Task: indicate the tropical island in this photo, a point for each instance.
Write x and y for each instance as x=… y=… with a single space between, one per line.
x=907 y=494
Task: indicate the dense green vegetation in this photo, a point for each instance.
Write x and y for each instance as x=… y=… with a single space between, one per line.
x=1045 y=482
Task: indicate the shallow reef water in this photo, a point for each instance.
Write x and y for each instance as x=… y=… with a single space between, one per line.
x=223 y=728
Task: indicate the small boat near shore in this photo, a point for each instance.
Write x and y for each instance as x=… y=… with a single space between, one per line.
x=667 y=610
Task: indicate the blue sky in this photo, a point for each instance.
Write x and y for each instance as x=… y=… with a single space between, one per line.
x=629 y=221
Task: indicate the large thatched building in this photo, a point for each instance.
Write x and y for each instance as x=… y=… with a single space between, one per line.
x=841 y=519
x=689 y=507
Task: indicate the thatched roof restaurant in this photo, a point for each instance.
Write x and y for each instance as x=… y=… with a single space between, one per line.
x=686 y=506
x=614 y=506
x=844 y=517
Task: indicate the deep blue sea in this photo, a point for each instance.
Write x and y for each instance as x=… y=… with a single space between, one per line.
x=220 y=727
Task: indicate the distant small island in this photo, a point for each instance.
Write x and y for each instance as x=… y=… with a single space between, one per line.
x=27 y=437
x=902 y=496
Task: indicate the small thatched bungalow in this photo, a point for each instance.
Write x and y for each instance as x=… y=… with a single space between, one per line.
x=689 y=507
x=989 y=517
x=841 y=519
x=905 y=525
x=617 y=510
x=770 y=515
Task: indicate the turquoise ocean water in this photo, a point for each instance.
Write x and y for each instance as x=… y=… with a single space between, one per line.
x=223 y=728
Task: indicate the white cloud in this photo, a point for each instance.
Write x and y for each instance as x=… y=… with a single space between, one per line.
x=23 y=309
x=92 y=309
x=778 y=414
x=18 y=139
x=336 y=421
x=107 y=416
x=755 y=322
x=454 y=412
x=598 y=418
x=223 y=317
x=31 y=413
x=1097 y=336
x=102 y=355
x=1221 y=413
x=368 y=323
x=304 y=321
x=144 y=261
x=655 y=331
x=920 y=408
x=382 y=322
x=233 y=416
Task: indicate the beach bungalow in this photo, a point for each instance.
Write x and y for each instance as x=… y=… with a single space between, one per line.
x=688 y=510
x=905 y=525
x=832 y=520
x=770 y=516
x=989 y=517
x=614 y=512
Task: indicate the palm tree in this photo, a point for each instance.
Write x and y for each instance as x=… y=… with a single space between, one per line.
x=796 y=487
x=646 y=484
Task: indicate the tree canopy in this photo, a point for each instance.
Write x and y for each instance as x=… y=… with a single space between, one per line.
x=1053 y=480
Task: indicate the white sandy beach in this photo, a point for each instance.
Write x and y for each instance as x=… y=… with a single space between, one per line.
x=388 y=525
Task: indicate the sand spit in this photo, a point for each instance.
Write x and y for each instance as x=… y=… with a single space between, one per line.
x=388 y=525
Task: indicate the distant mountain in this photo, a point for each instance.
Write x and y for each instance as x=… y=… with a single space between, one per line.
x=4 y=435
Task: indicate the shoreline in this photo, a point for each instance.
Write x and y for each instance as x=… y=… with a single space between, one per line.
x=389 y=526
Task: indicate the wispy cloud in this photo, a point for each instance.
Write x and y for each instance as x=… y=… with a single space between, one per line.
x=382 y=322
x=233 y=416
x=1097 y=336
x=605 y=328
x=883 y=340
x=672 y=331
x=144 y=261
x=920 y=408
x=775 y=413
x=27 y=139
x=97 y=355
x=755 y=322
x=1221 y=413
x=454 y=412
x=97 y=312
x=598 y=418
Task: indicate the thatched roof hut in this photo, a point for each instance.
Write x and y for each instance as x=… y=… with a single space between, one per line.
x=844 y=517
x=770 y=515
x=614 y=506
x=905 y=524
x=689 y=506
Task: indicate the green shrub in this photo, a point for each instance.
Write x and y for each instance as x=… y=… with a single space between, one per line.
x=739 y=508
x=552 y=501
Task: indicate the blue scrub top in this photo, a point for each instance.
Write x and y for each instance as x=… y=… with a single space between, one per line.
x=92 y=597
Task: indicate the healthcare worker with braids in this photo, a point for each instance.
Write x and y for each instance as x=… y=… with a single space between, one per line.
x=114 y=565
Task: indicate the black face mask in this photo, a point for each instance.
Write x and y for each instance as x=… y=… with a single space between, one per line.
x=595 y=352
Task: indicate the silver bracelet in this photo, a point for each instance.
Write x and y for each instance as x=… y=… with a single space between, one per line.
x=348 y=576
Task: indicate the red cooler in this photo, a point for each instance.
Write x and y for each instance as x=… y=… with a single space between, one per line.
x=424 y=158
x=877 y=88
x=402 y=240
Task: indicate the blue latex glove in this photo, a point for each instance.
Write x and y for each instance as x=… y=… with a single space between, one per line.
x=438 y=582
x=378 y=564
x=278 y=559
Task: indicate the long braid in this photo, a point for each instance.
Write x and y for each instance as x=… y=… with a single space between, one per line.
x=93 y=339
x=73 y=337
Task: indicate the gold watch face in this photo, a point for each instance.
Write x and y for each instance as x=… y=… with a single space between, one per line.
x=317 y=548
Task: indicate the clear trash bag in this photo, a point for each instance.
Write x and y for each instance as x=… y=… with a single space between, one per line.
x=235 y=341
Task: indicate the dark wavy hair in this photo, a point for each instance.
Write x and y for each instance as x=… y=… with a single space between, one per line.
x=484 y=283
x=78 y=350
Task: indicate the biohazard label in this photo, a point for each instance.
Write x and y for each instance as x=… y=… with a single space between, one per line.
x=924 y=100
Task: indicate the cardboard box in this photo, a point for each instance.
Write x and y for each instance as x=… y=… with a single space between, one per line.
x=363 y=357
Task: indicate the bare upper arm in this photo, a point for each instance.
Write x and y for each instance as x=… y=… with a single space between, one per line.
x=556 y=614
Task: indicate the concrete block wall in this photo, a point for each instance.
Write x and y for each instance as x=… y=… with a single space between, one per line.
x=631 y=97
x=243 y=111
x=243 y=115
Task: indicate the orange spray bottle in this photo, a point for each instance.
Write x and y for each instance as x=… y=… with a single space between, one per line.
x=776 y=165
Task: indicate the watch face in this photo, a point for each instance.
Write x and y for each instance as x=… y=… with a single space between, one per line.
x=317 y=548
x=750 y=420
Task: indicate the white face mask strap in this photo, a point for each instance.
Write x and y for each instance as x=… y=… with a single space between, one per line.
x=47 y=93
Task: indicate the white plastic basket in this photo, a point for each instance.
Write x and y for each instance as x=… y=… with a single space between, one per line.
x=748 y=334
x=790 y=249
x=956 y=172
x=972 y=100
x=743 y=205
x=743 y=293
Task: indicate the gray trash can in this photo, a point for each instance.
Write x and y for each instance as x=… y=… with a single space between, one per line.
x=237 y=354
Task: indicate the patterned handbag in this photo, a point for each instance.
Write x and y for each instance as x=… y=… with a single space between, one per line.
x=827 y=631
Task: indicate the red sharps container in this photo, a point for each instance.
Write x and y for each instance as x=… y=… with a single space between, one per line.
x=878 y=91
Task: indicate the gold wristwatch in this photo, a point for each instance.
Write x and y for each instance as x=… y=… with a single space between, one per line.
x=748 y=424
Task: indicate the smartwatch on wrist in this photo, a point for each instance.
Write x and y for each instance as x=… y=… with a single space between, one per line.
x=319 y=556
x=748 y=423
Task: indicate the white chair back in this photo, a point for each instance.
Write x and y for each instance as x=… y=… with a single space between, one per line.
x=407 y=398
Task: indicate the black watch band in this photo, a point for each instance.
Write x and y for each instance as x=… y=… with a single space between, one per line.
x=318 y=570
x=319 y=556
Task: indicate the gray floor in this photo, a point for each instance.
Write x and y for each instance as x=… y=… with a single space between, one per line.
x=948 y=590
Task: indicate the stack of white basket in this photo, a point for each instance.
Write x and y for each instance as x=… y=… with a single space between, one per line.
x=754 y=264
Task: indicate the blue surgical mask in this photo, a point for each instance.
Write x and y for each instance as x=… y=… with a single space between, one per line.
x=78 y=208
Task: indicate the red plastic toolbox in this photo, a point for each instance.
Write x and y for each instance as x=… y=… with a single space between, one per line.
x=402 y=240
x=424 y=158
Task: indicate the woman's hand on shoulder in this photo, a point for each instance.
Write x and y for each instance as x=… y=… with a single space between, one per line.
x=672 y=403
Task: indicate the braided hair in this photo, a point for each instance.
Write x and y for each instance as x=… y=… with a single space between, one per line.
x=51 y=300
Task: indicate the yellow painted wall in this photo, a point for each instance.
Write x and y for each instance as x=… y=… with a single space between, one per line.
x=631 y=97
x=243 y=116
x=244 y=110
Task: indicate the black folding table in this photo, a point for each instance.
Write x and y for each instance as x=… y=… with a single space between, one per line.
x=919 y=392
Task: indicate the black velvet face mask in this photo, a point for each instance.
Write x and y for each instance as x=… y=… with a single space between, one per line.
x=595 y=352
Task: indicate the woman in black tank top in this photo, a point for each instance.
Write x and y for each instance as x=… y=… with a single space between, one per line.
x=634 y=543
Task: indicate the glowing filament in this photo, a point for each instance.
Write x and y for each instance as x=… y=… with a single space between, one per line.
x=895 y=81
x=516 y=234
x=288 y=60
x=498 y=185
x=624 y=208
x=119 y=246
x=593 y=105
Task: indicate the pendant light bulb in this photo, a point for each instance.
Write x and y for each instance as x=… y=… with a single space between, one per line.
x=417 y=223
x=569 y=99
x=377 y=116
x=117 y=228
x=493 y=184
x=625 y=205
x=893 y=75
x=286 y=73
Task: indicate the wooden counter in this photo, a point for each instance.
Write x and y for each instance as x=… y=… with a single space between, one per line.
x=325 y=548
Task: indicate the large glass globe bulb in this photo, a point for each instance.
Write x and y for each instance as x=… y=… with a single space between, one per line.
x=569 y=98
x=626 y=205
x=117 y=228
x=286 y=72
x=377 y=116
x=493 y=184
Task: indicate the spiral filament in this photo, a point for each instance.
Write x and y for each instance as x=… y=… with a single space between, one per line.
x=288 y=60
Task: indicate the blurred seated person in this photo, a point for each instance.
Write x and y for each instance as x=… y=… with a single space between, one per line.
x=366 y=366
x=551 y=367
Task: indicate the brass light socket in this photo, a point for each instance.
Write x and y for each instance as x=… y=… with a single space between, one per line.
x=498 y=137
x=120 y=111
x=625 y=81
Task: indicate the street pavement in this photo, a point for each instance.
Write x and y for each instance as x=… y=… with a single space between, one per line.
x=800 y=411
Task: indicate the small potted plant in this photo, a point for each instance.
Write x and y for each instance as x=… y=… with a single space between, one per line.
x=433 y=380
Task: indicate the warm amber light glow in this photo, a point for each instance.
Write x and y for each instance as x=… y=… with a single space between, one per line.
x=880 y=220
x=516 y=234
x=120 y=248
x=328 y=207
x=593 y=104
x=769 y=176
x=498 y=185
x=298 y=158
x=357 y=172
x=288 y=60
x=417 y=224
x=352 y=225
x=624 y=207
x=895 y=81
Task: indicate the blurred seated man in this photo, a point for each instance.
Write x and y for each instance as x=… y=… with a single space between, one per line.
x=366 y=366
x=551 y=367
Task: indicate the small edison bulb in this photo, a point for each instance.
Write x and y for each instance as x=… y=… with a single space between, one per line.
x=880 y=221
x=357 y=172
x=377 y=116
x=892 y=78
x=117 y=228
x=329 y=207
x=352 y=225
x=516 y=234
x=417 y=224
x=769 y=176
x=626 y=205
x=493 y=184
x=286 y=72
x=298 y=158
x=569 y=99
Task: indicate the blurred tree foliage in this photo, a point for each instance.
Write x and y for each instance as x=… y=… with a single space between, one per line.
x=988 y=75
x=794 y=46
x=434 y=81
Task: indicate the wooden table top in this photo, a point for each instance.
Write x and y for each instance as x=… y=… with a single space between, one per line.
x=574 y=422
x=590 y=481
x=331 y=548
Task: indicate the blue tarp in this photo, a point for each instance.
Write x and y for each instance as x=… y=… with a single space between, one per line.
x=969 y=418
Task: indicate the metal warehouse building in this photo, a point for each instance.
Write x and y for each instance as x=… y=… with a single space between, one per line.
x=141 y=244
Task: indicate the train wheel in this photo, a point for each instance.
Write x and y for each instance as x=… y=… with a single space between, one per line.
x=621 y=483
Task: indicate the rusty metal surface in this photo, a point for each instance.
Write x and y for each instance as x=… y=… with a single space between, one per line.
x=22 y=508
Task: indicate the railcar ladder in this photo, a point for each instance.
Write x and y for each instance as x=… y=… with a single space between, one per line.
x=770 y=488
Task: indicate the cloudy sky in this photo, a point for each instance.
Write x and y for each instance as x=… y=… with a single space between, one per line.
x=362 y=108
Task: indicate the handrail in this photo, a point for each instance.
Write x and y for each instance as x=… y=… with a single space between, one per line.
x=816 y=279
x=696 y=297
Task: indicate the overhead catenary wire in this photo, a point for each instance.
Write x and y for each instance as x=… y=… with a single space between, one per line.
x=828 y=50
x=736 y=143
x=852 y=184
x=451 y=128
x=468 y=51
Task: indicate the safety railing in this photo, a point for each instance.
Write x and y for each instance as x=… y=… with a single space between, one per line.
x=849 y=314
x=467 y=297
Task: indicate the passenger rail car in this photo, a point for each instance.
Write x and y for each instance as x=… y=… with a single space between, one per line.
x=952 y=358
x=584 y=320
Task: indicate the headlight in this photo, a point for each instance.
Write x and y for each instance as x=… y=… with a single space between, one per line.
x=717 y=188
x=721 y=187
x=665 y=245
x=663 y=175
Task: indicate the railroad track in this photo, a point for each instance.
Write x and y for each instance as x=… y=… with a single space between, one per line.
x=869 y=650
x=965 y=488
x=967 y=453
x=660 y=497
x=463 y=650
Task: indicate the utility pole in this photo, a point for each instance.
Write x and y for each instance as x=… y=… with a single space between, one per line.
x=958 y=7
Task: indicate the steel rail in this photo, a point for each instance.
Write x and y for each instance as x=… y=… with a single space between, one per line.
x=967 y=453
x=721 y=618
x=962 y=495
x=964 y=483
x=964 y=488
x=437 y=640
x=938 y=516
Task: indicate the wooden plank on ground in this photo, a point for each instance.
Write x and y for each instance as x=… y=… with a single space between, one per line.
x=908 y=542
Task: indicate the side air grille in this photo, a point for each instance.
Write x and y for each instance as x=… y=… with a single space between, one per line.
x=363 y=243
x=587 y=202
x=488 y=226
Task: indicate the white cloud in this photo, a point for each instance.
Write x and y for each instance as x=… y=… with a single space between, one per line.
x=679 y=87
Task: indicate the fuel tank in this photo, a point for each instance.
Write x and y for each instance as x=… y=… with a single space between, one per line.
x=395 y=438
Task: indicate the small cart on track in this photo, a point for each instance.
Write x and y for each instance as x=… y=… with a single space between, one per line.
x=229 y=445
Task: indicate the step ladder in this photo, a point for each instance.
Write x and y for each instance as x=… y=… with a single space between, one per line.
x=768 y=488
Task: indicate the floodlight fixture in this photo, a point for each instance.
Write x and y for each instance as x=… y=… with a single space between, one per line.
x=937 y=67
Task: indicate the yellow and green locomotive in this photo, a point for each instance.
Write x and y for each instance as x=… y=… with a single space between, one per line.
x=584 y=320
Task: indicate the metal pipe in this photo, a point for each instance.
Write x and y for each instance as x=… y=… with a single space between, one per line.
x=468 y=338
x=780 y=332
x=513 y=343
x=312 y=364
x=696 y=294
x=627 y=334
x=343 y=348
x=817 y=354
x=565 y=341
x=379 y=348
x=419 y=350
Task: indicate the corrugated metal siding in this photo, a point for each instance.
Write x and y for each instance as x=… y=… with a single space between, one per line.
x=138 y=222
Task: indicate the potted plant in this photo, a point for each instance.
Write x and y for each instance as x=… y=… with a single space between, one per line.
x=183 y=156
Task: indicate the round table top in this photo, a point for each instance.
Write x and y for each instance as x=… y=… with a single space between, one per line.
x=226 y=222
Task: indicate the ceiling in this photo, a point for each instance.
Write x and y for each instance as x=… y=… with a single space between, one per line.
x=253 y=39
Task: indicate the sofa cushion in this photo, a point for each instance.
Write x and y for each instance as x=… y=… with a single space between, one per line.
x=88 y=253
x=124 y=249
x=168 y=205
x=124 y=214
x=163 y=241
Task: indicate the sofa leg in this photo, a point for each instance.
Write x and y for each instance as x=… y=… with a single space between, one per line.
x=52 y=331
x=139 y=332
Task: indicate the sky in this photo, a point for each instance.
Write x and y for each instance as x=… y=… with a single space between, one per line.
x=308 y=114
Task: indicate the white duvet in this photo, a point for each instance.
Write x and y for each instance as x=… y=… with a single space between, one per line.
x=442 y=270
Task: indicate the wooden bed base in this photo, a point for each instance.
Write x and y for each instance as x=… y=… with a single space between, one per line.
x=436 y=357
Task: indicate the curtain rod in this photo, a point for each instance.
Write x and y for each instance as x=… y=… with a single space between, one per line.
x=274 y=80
━━━━━━━━━━━━━━━━━━━━━━━━━━━━━━
* **WHAT TO WORK ON**: Please copy word for word the items from the start through the line containing "x=1045 y=482", inclusive.

* **FULL RESPONSE**:
Task: indicate the tropical island in this photo, a point for each instance.
Write x and y for each instance as x=… y=… with a single space between, one per line.
x=907 y=494
Task: indicate the dense green vegetation in this photo, a point for each instance.
Write x and y for each instance as x=… y=… with a single space between, one per line.
x=1045 y=482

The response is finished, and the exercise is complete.